- _RECORDS PROVIDED_
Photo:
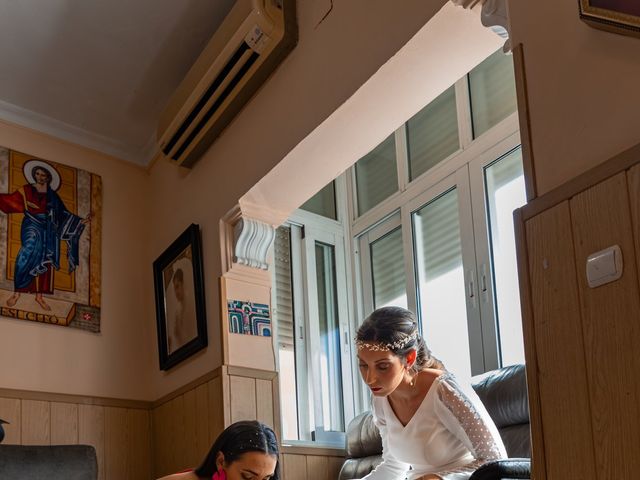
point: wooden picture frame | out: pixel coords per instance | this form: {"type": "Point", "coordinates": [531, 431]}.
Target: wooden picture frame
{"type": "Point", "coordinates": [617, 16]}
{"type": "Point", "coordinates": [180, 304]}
...
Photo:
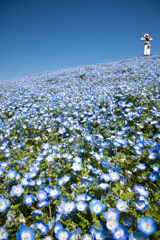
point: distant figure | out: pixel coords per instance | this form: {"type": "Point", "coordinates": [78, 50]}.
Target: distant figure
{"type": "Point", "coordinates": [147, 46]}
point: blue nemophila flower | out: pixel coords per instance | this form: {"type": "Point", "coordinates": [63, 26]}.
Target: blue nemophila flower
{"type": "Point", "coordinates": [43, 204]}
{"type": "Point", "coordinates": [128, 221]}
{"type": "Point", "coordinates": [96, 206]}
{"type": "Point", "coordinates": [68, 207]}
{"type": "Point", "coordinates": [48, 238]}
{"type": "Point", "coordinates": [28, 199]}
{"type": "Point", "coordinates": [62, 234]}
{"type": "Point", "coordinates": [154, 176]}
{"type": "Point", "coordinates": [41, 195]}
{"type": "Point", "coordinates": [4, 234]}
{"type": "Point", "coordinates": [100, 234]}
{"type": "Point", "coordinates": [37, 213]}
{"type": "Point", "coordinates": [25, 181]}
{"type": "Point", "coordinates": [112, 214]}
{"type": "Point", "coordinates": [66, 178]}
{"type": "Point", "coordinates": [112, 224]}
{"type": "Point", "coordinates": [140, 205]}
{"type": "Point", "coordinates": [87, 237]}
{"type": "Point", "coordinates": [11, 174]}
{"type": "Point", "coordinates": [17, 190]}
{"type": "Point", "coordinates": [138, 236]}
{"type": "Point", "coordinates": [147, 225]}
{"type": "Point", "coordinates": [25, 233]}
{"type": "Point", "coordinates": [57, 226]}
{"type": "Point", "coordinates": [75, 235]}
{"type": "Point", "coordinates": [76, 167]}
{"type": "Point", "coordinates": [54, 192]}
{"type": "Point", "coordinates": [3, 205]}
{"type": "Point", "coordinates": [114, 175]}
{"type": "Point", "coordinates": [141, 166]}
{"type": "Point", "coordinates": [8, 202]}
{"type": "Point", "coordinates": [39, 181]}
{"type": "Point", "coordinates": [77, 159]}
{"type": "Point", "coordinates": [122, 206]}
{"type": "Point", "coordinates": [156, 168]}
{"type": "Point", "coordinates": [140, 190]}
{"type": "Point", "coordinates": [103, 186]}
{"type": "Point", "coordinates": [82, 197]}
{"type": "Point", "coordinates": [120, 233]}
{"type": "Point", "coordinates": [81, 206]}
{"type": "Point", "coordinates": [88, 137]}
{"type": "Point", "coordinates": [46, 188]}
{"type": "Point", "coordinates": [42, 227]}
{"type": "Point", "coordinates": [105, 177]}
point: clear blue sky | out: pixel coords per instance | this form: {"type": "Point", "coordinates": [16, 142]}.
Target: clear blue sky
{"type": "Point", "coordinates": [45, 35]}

- _EXERCISE PROMPT_
Which lines in the entries above contain the string "flower"? Copy each such line in full, treating uppercase and lowercase as different.

- _RESPONSE BELOW_
point: blue nemophila flower | out: pixel coords per instance | this form: {"type": "Point", "coordinates": [63, 26]}.
Target: blue nemophila flower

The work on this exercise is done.